PASSAGE FOR REVIEW:
---*---
Covid Boosters Aren’t Reaching People Who Want Them

Covid Boosters Aren’t Reaching People Who Want Them
Covid Boosters Aren’t Reaching People Who Want Them


Public-health experts said setbacks related to scheduling and insurance coverage risk discouraging people from getting the shots.

The shift in responsibility for Covid-19 shot distribution from federal agencies to the commercial market is off to a rocky start.

People eager to get updated Covid-19 vaccines are having their appointments canceled or encountering confusion over insurance coverage. CVS said some appointments were rescheduled because of delivery delays. Walgreens paused online scheduling at some stores. Other people have encountered delays in insurance coverage for the shots, which was supposed to begin immediately.

Public-health experts said the setbacks risked discouraging people from getting the shots, as health officials are fighting to get more people vaccinated against a triple-threat of respiratory viruses this fall.
---*---
RECORD EXTRACTS:
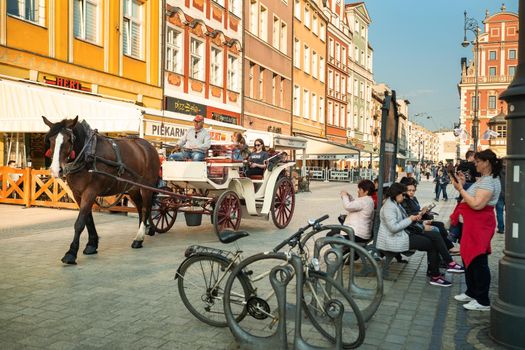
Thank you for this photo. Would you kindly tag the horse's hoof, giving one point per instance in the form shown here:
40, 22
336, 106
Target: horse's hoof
69, 259
151, 230
90, 250
136, 244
---*---
WHAT TO DO:
1 - Translate this sentence from the Covid booster article into Spanish: "CVS said some appointments were rescheduled because of delivery delays."
2 - Write out the Covid booster article from "People eager to" up to and including "to begin immediately.".

SOLUTIONS BY TASK:
1 - CVS dijo que algunas citas fueron reprogramadas debido a retrasos en las entregas.

2 -
People eager to get updated Covid-19 vaccines are having their appointments canceled or encountering confusion over insurance coverage. CVS said some appointments were rescheduled because of delivery delays. Walgreens paused online scheduling at some stores. Other people have encountered delays in insurance coverage for the shots, which was supposed to begin immediately.